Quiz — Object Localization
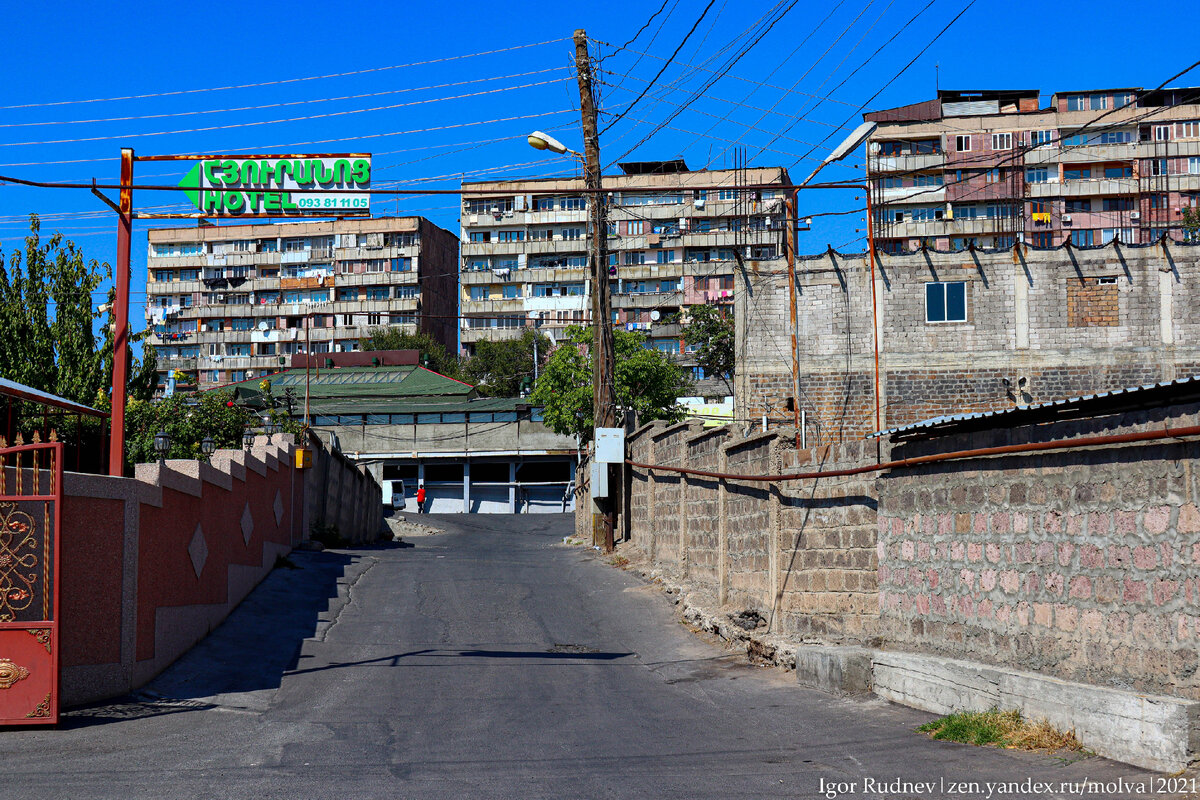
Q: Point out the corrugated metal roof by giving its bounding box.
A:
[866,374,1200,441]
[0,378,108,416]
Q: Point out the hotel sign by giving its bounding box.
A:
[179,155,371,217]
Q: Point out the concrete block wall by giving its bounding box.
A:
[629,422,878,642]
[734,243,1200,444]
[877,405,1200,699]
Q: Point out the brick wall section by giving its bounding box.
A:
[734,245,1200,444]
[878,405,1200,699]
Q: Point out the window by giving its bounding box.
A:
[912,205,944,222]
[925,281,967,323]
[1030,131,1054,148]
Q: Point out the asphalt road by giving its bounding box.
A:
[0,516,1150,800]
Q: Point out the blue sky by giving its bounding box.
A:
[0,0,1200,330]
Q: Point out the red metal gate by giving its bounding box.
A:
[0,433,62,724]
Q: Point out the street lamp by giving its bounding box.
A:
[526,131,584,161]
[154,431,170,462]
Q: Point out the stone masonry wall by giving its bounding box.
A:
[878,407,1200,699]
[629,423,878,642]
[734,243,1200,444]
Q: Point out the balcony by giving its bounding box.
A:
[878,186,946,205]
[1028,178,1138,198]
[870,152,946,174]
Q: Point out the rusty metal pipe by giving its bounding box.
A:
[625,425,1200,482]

---

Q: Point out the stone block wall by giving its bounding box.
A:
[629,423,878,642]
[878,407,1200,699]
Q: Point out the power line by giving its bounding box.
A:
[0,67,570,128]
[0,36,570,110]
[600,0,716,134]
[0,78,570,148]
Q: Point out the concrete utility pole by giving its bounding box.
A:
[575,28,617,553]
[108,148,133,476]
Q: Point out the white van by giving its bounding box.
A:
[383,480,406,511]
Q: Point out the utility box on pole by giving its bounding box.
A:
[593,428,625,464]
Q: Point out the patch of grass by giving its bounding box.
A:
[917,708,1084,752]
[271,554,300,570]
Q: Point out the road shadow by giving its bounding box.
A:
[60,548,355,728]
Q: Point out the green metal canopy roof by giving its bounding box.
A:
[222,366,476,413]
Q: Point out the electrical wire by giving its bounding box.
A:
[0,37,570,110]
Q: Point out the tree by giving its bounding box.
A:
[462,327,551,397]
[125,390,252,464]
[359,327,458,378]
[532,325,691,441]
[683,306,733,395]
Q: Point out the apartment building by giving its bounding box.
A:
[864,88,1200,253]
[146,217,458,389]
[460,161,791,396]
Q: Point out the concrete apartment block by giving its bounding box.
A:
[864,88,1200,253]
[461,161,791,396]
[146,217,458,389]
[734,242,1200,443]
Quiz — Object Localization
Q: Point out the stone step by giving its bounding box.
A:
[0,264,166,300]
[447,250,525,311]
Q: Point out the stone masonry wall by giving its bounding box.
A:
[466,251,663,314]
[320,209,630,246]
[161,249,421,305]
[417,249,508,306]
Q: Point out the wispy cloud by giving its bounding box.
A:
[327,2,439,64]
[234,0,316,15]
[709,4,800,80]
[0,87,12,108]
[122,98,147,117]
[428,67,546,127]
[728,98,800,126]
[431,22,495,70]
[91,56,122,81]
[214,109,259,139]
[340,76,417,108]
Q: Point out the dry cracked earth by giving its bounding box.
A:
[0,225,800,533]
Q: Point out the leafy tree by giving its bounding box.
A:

* OBJECTIVE *
Rewrite the rows that begin at the line that has "Q: Point out the utility" and stop after the line that has "[460,161,791,396]", with "road shadow" replaced by "shadow on the road" and everything else left the same. Give only those lines.

* OUTPUT BELOW *
Q: Point out the utility box on pole by giving its bounding box.
A:
[593,428,625,464]
Q: Point out the patch of grass by giving its bounding box.
A:
[917,708,1084,752]
[271,554,300,570]
Q: Point out the shadow on the road by giving its bounding box.
A:
[60,548,355,728]
Q: Point out the green metal canopy roof by giving its bounding box.
A:
[222,366,476,413]
Q: Point out the electrical wire by giving its bounding box.
A:
[0,37,570,110]
Q: Point out the tree by giving its bounding box.
A:
[462,327,551,397]
[125,390,252,464]
[359,327,458,378]
[532,325,691,441]
[683,306,733,395]
Q: Point out the apartment building by giving its bounding box.
A:
[864,88,1200,253]
[146,217,458,389]
[460,161,791,396]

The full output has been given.